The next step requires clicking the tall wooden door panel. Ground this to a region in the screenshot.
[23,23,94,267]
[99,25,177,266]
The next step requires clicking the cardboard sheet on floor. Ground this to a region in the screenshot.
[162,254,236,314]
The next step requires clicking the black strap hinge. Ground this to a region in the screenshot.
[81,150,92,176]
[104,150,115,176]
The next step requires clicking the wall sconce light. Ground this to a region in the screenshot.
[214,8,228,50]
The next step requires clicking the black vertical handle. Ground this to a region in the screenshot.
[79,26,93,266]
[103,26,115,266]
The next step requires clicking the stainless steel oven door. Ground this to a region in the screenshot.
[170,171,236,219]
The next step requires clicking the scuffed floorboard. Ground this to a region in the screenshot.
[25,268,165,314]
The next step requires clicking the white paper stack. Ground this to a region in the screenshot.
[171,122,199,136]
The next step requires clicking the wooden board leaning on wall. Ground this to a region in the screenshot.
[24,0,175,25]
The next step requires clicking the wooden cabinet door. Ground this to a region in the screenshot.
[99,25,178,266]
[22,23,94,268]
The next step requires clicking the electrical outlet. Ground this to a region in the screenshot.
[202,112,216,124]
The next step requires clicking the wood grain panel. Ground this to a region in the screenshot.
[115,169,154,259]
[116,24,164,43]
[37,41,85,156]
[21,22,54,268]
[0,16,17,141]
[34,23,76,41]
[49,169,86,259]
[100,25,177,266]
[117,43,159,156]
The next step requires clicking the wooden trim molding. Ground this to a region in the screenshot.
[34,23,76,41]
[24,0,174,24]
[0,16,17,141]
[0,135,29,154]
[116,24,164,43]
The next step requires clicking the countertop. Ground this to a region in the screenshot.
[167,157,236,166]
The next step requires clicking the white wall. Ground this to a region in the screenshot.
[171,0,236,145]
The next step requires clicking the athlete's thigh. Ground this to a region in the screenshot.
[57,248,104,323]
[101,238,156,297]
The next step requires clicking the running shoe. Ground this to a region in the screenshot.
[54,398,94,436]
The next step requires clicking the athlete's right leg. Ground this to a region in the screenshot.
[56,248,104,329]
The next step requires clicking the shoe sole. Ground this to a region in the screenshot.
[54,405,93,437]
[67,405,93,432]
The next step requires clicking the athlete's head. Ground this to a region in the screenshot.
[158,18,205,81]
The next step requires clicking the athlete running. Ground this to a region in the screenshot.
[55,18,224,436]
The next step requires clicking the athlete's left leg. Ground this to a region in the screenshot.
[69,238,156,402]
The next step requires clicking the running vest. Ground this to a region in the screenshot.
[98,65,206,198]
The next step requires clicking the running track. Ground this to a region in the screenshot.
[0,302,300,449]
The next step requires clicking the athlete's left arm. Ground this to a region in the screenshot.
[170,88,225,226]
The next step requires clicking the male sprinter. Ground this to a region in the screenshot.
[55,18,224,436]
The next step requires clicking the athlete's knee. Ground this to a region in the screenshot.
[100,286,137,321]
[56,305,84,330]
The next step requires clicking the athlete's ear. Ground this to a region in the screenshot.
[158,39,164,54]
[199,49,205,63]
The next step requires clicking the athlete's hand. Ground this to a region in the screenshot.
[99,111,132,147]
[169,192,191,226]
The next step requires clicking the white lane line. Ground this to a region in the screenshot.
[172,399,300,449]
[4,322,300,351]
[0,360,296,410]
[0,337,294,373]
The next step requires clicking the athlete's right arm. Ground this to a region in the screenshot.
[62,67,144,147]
● ● ● ● ●
Please output, unchanged, the part of the records that opens with the line containing "The next step requires clicking the wooden trim" and closes with the line containing "[171,0,236,145]", both of those lines included.

The next step requires clicking the wooden trim molding. Ground this to a region in the screenshot.
[34,23,76,41]
[24,0,174,24]
[0,16,17,141]
[0,135,29,154]
[116,24,164,43]
The next step requires clicking the countertop. Ground this to a region in the screenshot.
[167,157,236,166]
The next step requires clicking the white wall. Ground this to a region in the screenshot.
[171,0,236,145]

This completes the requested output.